** ARTICLE **
▼

Canned Fishing is a 1938 Our Gang short comedy film directed by Gordon Douglas. It was the 162nd Our Gang short (163rd episode, 74th talking short, and 75th talking episode) that was released.

Plot
Again concocting an elaborate hooky-playing scheme, Spanky places a block of ice on the chest of his pal Alfalfa, who spent the night with him at his house. The strategy this time is to convince their mothers that Alfalfa has a bad cold or the flu, and that Spanky must remain by his side to nurse him back to health. In fact, the boys plan to go fishing the moment their mothers' backs are turned—and the scheme might have worked, had Buckwheat and Porky not spilled the beans to Spanky's mother.

▲

** DATA ENTRIES **
▼

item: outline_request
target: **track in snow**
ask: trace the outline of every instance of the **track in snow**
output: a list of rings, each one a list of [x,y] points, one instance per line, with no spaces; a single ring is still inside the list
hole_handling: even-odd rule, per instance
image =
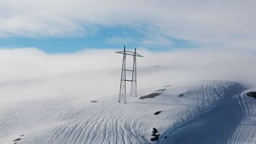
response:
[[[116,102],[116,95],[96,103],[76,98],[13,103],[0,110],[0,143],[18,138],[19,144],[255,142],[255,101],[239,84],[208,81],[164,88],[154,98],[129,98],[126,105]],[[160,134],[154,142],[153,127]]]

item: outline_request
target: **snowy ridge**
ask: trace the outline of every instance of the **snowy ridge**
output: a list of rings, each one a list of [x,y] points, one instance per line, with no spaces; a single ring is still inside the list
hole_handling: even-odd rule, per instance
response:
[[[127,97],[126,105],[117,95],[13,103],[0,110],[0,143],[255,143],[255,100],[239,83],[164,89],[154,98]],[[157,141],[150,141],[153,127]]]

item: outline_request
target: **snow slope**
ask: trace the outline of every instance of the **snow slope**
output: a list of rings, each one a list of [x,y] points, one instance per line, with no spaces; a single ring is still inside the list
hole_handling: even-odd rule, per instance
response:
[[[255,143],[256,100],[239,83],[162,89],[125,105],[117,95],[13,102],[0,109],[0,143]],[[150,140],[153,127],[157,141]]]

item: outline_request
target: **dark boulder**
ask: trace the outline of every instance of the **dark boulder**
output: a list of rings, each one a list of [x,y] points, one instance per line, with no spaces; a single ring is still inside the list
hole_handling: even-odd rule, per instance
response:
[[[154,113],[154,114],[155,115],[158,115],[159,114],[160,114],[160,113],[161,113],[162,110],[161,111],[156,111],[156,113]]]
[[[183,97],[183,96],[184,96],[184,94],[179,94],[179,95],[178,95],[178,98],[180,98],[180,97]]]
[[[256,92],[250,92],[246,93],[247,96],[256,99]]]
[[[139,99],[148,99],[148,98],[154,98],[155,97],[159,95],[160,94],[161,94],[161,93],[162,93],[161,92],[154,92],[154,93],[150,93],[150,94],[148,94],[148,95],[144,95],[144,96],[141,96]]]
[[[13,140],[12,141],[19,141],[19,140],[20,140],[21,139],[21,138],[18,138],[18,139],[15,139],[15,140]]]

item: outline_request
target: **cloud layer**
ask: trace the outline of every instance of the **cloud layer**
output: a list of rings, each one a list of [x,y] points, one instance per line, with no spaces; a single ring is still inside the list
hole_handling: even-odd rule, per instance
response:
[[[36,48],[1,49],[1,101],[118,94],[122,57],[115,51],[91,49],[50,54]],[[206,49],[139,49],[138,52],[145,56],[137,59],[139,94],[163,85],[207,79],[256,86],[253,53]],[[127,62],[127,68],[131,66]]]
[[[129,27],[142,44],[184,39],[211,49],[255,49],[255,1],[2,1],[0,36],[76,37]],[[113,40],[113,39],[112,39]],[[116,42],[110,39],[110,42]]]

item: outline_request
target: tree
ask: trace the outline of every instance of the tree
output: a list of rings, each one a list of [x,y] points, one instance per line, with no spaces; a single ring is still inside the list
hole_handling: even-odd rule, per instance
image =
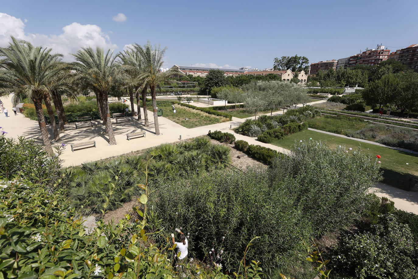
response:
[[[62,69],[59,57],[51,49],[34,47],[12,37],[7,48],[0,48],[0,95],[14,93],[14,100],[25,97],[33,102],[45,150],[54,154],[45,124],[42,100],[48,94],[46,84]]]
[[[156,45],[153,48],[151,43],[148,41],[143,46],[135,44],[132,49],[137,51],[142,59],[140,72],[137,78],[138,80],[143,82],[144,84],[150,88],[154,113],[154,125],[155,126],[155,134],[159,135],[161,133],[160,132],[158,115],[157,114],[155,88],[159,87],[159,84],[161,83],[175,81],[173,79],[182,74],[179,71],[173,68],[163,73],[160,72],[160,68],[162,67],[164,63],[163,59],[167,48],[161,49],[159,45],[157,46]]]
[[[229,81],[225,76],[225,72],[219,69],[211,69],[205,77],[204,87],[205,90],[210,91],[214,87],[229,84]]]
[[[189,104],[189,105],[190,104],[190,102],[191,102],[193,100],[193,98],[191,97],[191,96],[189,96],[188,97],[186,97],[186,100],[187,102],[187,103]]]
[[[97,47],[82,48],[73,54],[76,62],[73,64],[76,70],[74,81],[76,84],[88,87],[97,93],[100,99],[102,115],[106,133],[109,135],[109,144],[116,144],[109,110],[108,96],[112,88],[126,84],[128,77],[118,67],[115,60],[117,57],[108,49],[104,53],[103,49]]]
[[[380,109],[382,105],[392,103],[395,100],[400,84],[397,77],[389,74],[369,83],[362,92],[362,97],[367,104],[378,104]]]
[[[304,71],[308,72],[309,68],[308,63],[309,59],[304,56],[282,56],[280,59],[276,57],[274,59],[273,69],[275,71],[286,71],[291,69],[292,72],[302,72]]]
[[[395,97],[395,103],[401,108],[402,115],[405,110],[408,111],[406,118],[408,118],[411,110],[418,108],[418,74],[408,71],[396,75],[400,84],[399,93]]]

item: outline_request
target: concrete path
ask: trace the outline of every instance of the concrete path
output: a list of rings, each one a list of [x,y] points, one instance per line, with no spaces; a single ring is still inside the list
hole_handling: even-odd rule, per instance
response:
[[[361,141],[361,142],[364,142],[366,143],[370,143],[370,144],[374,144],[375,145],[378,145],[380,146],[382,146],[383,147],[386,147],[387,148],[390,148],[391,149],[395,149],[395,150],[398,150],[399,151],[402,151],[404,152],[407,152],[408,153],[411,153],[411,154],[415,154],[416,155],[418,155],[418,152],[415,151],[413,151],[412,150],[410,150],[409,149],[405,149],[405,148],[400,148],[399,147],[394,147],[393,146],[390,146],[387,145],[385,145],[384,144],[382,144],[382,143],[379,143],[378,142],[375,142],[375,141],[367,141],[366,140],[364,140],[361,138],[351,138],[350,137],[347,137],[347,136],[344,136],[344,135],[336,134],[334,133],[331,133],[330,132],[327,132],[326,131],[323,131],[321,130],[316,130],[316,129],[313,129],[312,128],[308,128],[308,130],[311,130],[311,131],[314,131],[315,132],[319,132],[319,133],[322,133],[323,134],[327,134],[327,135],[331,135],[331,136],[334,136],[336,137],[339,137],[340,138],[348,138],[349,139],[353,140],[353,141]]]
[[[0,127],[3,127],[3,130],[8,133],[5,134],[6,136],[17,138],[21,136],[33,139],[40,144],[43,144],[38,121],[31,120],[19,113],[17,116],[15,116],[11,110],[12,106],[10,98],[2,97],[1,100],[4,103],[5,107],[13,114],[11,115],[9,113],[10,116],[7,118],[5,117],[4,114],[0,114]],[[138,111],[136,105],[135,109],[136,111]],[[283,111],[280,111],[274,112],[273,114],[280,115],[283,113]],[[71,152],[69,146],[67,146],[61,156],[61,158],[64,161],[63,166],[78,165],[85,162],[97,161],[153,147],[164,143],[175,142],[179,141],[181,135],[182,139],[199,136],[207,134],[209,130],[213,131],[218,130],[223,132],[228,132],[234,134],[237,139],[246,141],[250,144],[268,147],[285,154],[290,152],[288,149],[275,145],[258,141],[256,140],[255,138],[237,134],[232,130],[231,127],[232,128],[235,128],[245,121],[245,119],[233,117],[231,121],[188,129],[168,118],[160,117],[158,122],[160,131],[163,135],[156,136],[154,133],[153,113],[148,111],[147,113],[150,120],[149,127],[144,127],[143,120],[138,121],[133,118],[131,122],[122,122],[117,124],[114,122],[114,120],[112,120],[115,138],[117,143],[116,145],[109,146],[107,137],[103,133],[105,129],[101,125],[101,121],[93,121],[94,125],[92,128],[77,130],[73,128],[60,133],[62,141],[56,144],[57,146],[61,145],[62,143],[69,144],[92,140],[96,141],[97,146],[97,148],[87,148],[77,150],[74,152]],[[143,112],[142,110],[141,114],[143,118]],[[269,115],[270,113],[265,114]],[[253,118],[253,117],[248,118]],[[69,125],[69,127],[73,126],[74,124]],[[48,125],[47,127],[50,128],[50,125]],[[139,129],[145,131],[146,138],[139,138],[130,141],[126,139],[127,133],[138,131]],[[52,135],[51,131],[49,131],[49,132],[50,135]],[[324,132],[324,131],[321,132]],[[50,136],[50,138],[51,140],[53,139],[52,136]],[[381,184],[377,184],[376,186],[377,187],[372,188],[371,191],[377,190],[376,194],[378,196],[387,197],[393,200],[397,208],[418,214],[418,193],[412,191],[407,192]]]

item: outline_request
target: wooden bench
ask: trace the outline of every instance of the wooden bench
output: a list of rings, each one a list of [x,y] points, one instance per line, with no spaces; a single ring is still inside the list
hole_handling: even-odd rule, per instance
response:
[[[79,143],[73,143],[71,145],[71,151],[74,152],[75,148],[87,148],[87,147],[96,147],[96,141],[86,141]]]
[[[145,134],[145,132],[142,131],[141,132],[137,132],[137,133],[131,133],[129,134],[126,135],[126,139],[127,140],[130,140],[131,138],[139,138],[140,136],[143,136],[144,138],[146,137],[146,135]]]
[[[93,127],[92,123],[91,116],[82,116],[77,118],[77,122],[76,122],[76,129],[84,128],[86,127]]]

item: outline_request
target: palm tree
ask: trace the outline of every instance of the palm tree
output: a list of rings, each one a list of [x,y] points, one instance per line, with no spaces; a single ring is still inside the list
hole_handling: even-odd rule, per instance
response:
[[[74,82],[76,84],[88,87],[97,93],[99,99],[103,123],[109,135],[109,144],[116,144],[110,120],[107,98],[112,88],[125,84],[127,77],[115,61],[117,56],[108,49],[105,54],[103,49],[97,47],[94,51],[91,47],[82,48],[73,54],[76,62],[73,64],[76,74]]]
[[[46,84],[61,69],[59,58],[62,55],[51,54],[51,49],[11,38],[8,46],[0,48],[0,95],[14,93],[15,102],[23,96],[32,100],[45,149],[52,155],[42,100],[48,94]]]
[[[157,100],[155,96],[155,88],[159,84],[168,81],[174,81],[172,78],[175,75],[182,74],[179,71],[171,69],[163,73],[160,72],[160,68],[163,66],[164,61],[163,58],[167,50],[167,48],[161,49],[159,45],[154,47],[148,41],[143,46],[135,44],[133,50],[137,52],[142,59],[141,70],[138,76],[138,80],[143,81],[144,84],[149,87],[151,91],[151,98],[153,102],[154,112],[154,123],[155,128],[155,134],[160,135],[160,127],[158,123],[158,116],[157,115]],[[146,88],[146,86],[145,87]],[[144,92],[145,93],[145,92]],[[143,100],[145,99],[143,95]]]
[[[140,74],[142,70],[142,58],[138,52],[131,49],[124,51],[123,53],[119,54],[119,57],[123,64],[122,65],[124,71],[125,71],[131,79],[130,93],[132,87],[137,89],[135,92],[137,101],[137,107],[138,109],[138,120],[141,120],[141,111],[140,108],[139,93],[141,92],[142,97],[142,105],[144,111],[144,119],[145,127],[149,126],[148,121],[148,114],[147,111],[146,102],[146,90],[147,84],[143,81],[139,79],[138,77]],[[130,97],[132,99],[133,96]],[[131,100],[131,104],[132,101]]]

▲
▼

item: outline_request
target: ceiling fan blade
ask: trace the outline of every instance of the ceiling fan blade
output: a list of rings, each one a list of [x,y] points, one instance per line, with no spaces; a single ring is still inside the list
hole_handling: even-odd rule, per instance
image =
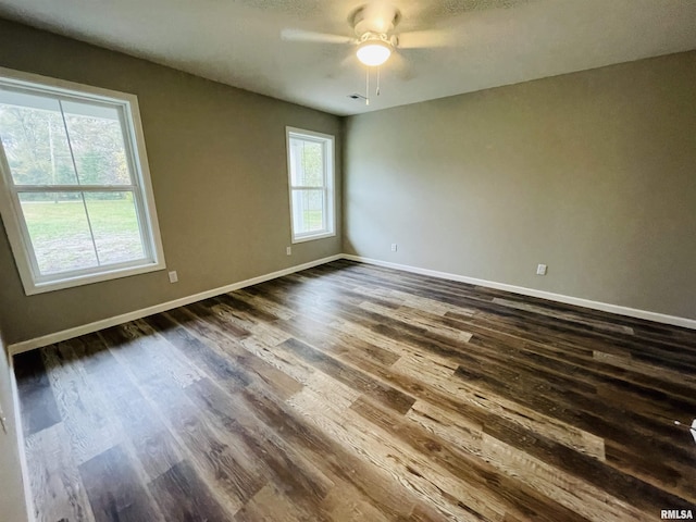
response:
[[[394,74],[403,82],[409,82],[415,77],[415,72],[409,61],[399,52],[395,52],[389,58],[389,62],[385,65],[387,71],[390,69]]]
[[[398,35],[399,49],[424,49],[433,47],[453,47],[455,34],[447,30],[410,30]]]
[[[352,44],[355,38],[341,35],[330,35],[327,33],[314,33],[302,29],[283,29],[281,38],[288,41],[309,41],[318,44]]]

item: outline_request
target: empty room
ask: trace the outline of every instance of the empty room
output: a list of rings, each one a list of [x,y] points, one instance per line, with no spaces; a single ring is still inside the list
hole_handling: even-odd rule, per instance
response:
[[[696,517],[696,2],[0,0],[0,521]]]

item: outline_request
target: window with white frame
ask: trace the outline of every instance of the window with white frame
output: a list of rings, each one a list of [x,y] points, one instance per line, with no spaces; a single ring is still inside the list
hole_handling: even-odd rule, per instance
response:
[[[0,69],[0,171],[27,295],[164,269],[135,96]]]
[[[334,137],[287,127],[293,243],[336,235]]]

▲

** SHORT PROBLEM 1 **
Repeat the passage of the Canned Fishing article from "Canned Fishing is" up to and including "that was released.".
** SHORT PROBLEM 2 **
List every character mentioned by name in the plot section of the Canned Fishing article.
** SHORT PROBLEM 3 **
Answer these questions using the Canned Fishing article:
(a) Who directed the film?
(b) What does Spanky place on Alfalfa's chest?
(c) Who spilled the beans to Spanky's mother?

** CORRECT OUTPUT 1 **
Canned Fishing is a 1938 Our Gang short comedy film directed by Gordon Douglas. It was the 162nd Our Gang short (163rd episode, 74th talking short, and 75th talking episode) that was released.

** CORRECT OUTPUT 2 **
Spanky
Alfalfa
Buckwheat
Porky

** CORRECT OUTPUT 3 **
(a) Gordon Douglas
(b) A block of ice
(c) Buckwheat and Porky